▸ WRITTEN PROBLEM: Quote, without any change, the line that contains "the silver suv" and all lines that follow it to the end of the data below.
━━━ LISTED ENTRIES
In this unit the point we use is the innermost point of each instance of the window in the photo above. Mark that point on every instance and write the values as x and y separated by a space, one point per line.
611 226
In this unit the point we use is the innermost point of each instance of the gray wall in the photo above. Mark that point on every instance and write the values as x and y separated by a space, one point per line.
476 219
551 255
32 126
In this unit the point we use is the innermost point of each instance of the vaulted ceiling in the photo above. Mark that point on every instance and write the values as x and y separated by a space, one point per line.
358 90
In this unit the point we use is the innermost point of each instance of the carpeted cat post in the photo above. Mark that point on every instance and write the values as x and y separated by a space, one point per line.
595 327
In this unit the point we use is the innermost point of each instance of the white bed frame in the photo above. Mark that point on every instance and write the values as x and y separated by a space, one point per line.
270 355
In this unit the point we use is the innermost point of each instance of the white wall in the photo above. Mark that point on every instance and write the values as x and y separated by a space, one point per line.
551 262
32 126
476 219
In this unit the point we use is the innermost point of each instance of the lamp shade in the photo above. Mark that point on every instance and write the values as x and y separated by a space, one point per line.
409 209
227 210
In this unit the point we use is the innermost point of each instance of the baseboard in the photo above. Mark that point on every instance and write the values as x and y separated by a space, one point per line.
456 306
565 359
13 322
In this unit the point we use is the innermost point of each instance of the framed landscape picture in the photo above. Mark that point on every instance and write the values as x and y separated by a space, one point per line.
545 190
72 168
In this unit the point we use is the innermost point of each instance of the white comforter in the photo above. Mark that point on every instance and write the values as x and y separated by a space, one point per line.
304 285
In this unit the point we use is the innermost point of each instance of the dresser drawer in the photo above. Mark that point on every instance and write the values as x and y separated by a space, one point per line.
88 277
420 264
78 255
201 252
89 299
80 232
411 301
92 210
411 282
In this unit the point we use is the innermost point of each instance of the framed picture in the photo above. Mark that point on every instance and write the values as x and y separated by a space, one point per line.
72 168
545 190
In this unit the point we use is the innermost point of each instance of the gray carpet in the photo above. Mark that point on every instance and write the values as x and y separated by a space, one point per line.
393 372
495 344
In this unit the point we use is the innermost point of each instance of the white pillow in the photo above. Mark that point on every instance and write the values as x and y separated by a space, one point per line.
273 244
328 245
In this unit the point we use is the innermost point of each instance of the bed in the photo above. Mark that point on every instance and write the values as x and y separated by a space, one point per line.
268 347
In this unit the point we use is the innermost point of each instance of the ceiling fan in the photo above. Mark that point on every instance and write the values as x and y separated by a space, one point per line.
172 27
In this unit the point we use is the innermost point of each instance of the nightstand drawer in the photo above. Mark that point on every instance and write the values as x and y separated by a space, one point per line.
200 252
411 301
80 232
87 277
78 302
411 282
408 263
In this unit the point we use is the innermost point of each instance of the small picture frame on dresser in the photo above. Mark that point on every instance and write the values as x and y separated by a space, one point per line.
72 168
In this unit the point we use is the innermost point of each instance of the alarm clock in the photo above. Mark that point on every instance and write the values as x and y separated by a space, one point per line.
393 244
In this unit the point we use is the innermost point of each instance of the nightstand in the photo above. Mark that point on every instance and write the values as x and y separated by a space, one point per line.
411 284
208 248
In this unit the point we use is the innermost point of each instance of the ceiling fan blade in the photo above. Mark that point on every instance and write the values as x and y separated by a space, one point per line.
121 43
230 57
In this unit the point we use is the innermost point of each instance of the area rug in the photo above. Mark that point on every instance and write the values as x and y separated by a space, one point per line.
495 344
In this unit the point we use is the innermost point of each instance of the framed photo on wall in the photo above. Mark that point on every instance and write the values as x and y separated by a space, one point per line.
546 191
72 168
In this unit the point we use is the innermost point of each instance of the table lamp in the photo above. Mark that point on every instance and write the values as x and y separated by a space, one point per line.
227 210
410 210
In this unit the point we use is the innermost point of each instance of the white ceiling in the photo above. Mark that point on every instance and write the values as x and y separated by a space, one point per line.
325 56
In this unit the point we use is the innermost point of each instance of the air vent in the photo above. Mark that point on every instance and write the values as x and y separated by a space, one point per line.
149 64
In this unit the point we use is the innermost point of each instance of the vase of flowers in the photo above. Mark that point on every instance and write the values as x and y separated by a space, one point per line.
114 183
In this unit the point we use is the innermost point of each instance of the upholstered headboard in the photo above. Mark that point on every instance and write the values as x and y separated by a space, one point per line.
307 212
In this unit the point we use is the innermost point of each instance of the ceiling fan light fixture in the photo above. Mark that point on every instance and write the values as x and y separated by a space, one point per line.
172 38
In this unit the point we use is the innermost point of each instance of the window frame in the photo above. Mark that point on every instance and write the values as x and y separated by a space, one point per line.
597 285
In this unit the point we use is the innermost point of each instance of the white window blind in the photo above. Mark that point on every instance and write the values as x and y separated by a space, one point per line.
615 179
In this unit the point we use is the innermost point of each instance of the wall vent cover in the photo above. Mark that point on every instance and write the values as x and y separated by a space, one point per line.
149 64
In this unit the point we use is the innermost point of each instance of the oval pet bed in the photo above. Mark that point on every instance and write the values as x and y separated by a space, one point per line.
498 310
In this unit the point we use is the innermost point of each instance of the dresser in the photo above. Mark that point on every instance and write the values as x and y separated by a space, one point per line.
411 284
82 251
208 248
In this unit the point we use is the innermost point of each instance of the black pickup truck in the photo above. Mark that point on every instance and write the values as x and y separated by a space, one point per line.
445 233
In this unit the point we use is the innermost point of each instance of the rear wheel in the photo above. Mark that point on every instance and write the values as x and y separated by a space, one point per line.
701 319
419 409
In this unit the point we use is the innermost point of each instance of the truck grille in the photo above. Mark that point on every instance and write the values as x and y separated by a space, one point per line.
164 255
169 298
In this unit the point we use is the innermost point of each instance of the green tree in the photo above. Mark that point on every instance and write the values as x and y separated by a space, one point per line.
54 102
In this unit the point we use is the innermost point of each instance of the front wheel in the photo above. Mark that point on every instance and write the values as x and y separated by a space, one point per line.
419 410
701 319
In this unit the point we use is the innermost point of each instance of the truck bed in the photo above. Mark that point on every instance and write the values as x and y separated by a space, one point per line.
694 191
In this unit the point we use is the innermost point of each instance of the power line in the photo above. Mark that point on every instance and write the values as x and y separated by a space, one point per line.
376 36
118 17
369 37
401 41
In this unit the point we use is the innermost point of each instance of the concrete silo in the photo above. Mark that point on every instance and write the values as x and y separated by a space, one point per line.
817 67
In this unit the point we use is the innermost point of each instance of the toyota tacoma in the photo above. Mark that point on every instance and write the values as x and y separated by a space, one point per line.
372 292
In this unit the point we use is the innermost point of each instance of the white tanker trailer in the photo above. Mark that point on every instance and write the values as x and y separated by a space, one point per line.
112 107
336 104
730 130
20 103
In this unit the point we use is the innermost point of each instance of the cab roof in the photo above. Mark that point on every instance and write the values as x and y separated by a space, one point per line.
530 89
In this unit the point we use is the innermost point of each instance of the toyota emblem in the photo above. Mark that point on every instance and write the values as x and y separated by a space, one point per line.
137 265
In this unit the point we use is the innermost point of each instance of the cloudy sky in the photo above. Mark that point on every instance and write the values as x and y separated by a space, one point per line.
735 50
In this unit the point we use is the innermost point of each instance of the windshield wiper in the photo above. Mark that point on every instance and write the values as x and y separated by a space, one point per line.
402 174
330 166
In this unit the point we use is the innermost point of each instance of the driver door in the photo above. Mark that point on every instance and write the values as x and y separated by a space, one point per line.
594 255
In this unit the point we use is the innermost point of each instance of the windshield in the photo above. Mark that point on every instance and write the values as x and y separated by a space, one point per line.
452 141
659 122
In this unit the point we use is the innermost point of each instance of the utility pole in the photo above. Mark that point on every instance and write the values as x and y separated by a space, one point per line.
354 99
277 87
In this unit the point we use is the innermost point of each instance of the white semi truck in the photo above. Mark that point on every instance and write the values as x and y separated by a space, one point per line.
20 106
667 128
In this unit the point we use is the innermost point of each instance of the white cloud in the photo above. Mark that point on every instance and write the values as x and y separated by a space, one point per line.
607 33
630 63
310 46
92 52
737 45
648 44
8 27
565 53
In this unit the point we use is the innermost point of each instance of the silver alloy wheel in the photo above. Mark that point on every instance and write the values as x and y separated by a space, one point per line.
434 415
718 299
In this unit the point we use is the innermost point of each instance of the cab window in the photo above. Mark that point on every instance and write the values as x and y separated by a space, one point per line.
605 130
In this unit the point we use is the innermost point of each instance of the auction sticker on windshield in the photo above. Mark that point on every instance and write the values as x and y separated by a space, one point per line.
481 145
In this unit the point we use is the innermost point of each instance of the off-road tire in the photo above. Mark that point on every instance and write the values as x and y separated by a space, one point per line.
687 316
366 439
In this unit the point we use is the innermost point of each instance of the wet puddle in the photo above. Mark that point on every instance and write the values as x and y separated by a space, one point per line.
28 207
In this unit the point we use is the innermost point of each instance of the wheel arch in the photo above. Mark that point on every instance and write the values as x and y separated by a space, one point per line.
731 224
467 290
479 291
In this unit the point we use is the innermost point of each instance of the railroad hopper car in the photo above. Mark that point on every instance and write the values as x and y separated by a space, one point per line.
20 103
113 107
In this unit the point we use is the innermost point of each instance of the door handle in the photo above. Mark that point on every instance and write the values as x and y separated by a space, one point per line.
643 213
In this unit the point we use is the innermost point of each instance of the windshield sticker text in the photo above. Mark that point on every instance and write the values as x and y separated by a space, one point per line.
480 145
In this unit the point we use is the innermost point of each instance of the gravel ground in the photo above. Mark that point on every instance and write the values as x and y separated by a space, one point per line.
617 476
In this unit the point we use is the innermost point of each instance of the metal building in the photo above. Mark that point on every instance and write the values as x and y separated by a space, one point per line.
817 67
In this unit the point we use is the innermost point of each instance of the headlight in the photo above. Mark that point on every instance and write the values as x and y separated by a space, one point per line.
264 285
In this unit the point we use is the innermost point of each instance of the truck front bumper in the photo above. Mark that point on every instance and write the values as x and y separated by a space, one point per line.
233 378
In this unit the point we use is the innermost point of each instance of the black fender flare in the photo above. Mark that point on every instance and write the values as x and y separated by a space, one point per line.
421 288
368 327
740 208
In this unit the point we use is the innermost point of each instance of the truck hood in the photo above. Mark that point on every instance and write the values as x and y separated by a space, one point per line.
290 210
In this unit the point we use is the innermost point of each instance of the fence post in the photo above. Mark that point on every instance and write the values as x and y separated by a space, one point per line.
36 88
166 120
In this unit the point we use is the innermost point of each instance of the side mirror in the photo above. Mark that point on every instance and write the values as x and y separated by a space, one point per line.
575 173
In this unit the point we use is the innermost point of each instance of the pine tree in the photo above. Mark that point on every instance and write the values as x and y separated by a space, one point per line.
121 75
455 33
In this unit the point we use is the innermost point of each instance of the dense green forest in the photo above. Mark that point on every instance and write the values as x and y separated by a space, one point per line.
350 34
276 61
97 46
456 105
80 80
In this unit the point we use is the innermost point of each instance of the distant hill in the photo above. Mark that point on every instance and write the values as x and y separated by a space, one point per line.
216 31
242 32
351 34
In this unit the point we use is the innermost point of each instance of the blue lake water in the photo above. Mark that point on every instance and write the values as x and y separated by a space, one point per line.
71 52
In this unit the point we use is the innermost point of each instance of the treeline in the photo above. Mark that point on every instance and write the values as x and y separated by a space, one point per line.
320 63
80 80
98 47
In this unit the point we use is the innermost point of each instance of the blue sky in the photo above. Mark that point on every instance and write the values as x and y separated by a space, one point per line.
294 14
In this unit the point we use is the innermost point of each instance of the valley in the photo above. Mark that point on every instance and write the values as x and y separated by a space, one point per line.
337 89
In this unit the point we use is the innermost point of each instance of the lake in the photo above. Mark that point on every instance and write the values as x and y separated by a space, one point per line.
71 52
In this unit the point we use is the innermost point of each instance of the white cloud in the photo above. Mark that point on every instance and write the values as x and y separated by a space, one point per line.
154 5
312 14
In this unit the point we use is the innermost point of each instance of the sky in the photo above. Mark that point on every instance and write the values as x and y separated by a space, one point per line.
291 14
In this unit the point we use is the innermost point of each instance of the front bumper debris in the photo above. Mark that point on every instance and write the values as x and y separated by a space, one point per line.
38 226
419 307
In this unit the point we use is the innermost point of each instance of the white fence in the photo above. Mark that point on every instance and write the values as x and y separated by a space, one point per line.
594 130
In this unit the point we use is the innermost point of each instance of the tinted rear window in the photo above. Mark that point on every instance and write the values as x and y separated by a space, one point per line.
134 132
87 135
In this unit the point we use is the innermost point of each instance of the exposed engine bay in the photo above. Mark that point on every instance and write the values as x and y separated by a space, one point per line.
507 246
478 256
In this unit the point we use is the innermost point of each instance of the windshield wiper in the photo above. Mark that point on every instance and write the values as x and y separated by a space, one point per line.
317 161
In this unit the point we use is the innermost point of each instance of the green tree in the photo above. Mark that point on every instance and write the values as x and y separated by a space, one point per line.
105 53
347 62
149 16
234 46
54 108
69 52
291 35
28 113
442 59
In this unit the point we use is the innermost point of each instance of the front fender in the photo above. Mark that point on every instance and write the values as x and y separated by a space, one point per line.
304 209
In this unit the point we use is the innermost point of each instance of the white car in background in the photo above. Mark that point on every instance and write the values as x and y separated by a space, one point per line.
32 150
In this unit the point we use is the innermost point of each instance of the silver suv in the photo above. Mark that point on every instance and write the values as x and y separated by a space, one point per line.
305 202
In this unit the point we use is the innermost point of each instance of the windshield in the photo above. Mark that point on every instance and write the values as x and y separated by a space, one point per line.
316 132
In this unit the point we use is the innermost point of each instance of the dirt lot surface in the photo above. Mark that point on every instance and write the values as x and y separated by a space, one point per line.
━━━━━━
▸ THE ANSWER:
In this unit the point we use is the innermost point of each instance of the silver suv in the photo above. Mark that point on every instance and write the values as x and y separated by a space, one point per line.
305 202
In this unit the point we use is the innermost point of each instance of the windshield in the photo above. Mark that point on every instance and write the values as x and y separated by a space, one point per line.
316 132
In this unit the point we use is the innermost point of each instance of the dirt lot surface in the photo above. Mark that point on every instance and write the values as x and y separated by a space, one point per line.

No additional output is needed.